THE TASK ::
Please reproduce the entries below word for word, omitting the pictures.

═══ GIVEN INFORMATION ═══

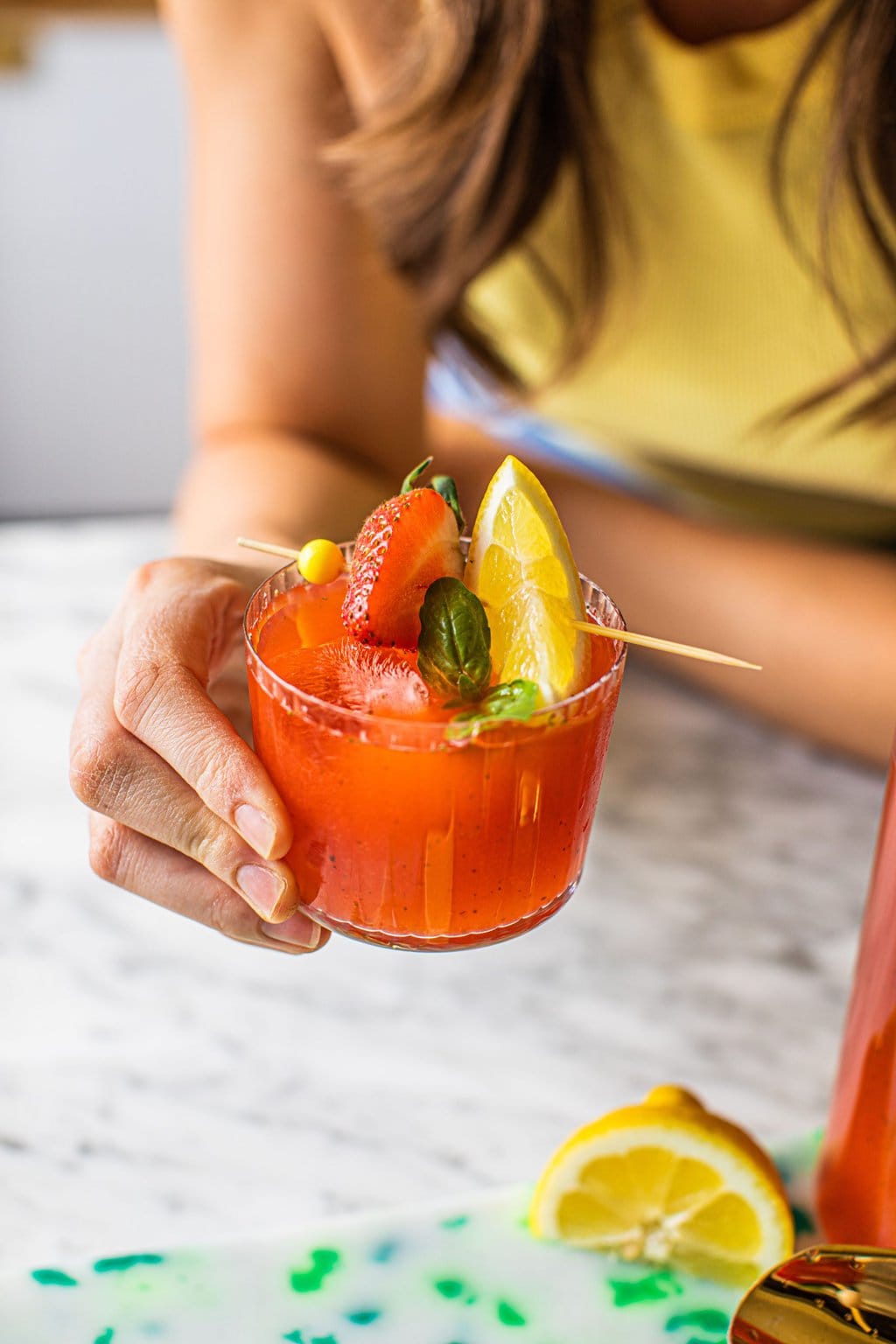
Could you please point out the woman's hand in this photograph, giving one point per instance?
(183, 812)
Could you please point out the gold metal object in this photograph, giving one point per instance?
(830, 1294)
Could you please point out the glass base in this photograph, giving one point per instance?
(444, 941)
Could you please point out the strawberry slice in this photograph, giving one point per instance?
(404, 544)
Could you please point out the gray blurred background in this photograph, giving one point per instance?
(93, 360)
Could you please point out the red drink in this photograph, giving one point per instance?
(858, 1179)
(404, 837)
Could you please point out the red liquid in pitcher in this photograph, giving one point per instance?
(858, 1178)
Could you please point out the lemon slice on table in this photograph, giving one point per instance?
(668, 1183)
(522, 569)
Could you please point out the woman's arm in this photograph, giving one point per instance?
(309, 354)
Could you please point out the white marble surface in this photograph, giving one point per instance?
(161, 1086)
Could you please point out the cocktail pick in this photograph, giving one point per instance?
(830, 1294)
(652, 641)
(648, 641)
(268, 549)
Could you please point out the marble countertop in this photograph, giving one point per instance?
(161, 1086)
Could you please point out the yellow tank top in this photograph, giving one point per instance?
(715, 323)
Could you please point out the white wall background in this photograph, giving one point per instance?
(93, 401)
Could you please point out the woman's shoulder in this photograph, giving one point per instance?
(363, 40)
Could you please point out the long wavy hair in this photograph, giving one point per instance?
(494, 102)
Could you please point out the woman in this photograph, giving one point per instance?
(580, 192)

═══

FINISHED EXERCISE ::
Could you please point out the woman's hand in this photograph, giving one point per instance?
(183, 812)
Could you please point out the gold metal object in this photograph, giving one point per instance?
(830, 1294)
Could you please point out the glass base in this photograph, giving one point per instance?
(444, 941)
Could you please point out the strawberry slice in this photograph, giving one point per instance?
(404, 544)
Could you please point out the gray blurred background in this photograph, giving one point per instance?
(93, 360)
Could you please point out the red drink in this photograph, giving one point per instance?
(858, 1179)
(404, 837)
Could you please point out the red liquid in pitcher in this photograph, giving one point per instance?
(858, 1178)
Could you please point out the lemon slice on table in this photograph, giving one point per instance?
(668, 1183)
(522, 569)
Could you please point out the woman's arm in this photograph, giving one point per instance?
(309, 354)
Could you please point out the white marble surface in this photograph, giving one point per instance?
(161, 1086)
Could you please point out the cocktail pick in this photograph, giving one point per instance?
(830, 1294)
(652, 641)
(648, 641)
(268, 549)
Could you please point out the marble countertop in this photograph, giving one point per instance?
(161, 1086)
Could you please point out the yellow tank top in this photograph, giving one point per instance?
(715, 323)
Could you please point out the white wall background in this photograph, giving one point per instance?
(93, 401)
Could you please point out the woman's shoulder in this photograph, giving one point per instance?
(363, 40)
Could you please point out the long wavy hair in this photograph, giving one point per instance?
(494, 102)
Could you please point out the woman in this photograph, giving one point per instance?
(580, 192)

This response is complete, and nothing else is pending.